BEGIN Supplied data
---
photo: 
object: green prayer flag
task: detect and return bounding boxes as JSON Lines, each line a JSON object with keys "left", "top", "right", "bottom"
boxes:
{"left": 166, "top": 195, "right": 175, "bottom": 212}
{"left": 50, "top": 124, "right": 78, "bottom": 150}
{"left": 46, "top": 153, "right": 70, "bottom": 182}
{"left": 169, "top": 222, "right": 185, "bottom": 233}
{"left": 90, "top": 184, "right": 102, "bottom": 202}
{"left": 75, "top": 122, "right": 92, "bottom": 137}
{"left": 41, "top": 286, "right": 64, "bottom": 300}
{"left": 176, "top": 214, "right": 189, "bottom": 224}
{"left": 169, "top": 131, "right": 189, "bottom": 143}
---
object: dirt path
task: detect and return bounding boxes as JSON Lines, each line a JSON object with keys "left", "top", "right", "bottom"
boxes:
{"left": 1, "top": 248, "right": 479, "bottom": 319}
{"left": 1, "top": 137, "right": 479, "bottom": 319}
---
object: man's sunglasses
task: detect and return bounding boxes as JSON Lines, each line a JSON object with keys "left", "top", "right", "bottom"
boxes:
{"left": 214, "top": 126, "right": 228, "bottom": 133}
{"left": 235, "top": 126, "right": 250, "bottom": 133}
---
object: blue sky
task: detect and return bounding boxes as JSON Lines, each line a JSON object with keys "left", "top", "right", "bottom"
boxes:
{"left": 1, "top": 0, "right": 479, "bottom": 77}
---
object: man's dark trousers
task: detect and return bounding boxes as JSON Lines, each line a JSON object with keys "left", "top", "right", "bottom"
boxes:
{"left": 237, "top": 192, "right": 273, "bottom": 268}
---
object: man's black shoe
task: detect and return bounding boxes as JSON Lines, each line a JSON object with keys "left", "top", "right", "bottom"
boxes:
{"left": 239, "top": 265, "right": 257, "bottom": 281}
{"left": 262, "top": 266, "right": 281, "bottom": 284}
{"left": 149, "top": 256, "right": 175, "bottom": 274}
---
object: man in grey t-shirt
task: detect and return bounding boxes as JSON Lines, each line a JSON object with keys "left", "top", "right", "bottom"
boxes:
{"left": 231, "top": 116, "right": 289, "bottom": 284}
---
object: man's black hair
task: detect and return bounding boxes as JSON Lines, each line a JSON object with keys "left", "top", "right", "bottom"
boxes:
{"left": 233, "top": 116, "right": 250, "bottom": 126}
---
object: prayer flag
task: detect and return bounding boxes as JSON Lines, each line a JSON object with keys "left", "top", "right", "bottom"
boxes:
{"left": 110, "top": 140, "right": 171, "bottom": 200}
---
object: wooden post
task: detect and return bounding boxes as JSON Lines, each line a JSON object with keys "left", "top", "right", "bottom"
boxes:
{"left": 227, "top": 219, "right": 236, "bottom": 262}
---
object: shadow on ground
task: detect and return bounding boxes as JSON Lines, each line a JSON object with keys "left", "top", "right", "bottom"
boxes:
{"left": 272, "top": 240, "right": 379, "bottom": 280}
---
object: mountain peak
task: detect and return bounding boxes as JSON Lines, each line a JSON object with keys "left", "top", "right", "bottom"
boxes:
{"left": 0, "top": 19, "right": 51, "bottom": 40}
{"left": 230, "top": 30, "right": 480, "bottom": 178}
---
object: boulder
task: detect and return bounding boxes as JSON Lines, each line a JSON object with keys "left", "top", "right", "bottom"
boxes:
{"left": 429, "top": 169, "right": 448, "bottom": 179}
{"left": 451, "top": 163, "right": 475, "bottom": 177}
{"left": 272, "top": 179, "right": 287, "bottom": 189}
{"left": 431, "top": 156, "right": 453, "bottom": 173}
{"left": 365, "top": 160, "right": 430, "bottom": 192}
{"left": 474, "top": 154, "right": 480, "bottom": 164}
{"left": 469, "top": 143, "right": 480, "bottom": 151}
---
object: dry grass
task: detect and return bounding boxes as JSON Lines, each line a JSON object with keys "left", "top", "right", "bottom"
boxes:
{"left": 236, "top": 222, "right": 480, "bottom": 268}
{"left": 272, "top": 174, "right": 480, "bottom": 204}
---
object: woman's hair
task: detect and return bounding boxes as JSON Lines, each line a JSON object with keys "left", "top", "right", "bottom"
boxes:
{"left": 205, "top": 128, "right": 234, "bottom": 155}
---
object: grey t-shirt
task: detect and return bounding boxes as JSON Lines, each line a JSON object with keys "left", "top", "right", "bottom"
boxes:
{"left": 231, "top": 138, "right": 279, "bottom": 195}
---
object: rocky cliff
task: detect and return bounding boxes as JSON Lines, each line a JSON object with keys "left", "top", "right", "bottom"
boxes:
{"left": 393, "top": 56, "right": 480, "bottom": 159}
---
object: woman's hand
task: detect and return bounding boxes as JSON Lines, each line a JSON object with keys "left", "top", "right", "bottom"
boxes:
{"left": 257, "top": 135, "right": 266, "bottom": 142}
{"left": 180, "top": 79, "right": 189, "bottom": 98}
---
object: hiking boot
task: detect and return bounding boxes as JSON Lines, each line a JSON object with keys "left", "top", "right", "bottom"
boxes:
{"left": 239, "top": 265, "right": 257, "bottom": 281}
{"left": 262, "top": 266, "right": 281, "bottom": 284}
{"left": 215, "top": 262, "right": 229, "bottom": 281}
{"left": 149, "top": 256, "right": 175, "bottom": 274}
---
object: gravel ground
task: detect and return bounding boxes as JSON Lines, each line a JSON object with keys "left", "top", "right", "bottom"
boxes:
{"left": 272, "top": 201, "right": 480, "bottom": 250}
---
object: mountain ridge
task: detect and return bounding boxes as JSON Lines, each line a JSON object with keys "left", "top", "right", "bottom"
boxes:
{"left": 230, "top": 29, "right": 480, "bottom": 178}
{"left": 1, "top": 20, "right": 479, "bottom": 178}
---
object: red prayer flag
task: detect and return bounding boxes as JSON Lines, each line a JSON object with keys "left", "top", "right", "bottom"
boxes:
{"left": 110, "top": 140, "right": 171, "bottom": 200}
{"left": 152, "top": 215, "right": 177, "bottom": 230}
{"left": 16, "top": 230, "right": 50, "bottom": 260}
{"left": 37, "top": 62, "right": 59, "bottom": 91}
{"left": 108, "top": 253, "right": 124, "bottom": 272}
END Supplied data
Write out each entry again, word for word.

---
photo: 
object: green prayer flag
task: detect and return bounding boxes as JSON Lines, each line a JSON object with keys "left", "top", "right", "bottom"
boxes:
{"left": 166, "top": 195, "right": 175, "bottom": 212}
{"left": 50, "top": 124, "right": 78, "bottom": 150}
{"left": 46, "top": 153, "right": 70, "bottom": 182}
{"left": 169, "top": 222, "right": 185, "bottom": 233}
{"left": 90, "top": 184, "right": 102, "bottom": 202}
{"left": 75, "top": 122, "right": 92, "bottom": 137}
{"left": 41, "top": 286, "right": 64, "bottom": 300}
{"left": 176, "top": 214, "right": 189, "bottom": 224}
{"left": 169, "top": 131, "right": 189, "bottom": 143}
---
object: dirt path
task: detect and return bounding boxes as JSON Lines, each line a JSON object with keys "left", "top", "right", "bottom"
boxes:
{"left": 1, "top": 248, "right": 479, "bottom": 319}
{"left": 1, "top": 137, "right": 479, "bottom": 319}
---
object: man's sunglasses
task: detect and return bounding boxes as JSON Lines, each line a JSON object with keys "left", "top", "right", "bottom"
boxes:
{"left": 214, "top": 126, "right": 228, "bottom": 133}
{"left": 235, "top": 126, "right": 250, "bottom": 133}
---
object: blue sky
task: detect and return bounding boxes as JSON Lines, each line a JSON object with keys "left", "top", "right", "bottom"
boxes:
{"left": 1, "top": 0, "right": 479, "bottom": 77}
---
object: man's dark trousers
task: detect and return bounding boxes as JSON Lines, each line a JSON object with keys "left", "top", "right", "bottom"
boxes:
{"left": 237, "top": 192, "right": 273, "bottom": 268}
---
object: man's black shoe
task: detect and return bounding boxes as JSON Lines, each line a JSON object with keys "left", "top", "right", "bottom"
boxes:
{"left": 239, "top": 265, "right": 257, "bottom": 281}
{"left": 262, "top": 266, "right": 281, "bottom": 284}
{"left": 149, "top": 256, "right": 175, "bottom": 274}
---
object: man in grey t-shirt
task: detect and return bounding boxes as JSON Lines, each line a JSON object with keys "left", "top", "right", "bottom"
boxes:
{"left": 231, "top": 116, "right": 289, "bottom": 284}
---
object: man's black hair
task: detect and return bounding boxes as JSON Lines, each line a JSON object with keys "left", "top", "right", "bottom"
boxes:
{"left": 233, "top": 116, "right": 250, "bottom": 126}
---
object: prayer flag
task: detect and return bounding boxes as JSON Lines, each line a JSON object with keys "left", "top", "right", "bottom"
boxes:
{"left": 110, "top": 140, "right": 171, "bottom": 200}
---
object: wooden post
task: detect and return bounding boxes as JSON Lines, each line a JSON object with keys "left", "top", "right", "bottom"
boxes:
{"left": 227, "top": 219, "right": 236, "bottom": 262}
---
object: shadow on ground
task: detect and return bounding boxes as JSON Lines, each line a JSON object with keys "left", "top", "right", "bottom"
boxes:
{"left": 272, "top": 240, "right": 379, "bottom": 280}
---
object: mountain peak
task: detect and return bounding boxes as JSON Lines, each line a JSON object with keys "left", "top", "right", "bottom"
boxes:
{"left": 0, "top": 19, "right": 51, "bottom": 40}
{"left": 230, "top": 30, "right": 480, "bottom": 178}
---
object: boulder
task: detect and return bounding boxes as JSON Lines, each line a JSON object with keys "left", "top", "right", "bottom"
boxes:
{"left": 429, "top": 169, "right": 448, "bottom": 179}
{"left": 451, "top": 163, "right": 475, "bottom": 177}
{"left": 272, "top": 179, "right": 287, "bottom": 189}
{"left": 431, "top": 156, "right": 453, "bottom": 173}
{"left": 365, "top": 160, "right": 430, "bottom": 192}
{"left": 474, "top": 154, "right": 480, "bottom": 164}
{"left": 469, "top": 143, "right": 480, "bottom": 151}
---
object: dry grass
task: detect and return bounding boxes as JSON Lines, each line a JSON object with keys "left", "top", "right", "bottom"
boxes:
{"left": 236, "top": 222, "right": 480, "bottom": 268}
{"left": 272, "top": 174, "right": 480, "bottom": 204}
---
object: woman's hair
task: detect and return bounding boxes as JSON Lines, each line a JSON object with keys "left", "top", "right", "bottom"
boxes:
{"left": 205, "top": 128, "right": 234, "bottom": 155}
---
object: grey t-shirt
task: detect and return bounding boxes as JSON Lines, each line a JSON object with keys "left", "top", "right", "bottom"
boxes:
{"left": 231, "top": 138, "right": 279, "bottom": 195}
---
object: rocky cliff
task: detect and return bounding boxes as JSON Lines, each line a JSON object with keys "left", "top", "right", "bottom"
boxes:
{"left": 393, "top": 56, "right": 480, "bottom": 159}
---
object: woman's hand
task: detect and return bounding boxes as JSON Lines, each line a JSON object with keys "left", "top", "right", "bottom"
boxes:
{"left": 257, "top": 135, "right": 266, "bottom": 142}
{"left": 180, "top": 79, "right": 189, "bottom": 98}
---
object: hiking boot
task: detect and return bounding boxes as JSON Lines, each line a JSON object with keys "left", "top", "right", "bottom"
boxes:
{"left": 239, "top": 265, "right": 257, "bottom": 281}
{"left": 262, "top": 266, "right": 281, "bottom": 284}
{"left": 215, "top": 262, "right": 229, "bottom": 281}
{"left": 149, "top": 256, "right": 175, "bottom": 274}
---
object: gravel ground
task: detect and return bounding boxes as JSON Lines, each line a JSON object with keys "left", "top", "right", "bottom"
boxes:
{"left": 272, "top": 201, "right": 480, "bottom": 250}
---
object: mountain ridge
task: detect and return bounding boxes as JSON Lines, each line a JSON object with keys "left", "top", "right", "bottom"
boxes:
{"left": 230, "top": 29, "right": 480, "bottom": 178}
{"left": 1, "top": 20, "right": 479, "bottom": 178}
---
object: red prayer flag
task: detect and return bounding boxes as JSON Lines, each line a JSON object with keys "left", "top", "right", "bottom"
boxes:
{"left": 110, "top": 140, "right": 171, "bottom": 200}
{"left": 152, "top": 215, "right": 177, "bottom": 230}
{"left": 16, "top": 230, "right": 50, "bottom": 260}
{"left": 37, "top": 62, "right": 59, "bottom": 91}
{"left": 108, "top": 253, "right": 124, "bottom": 272}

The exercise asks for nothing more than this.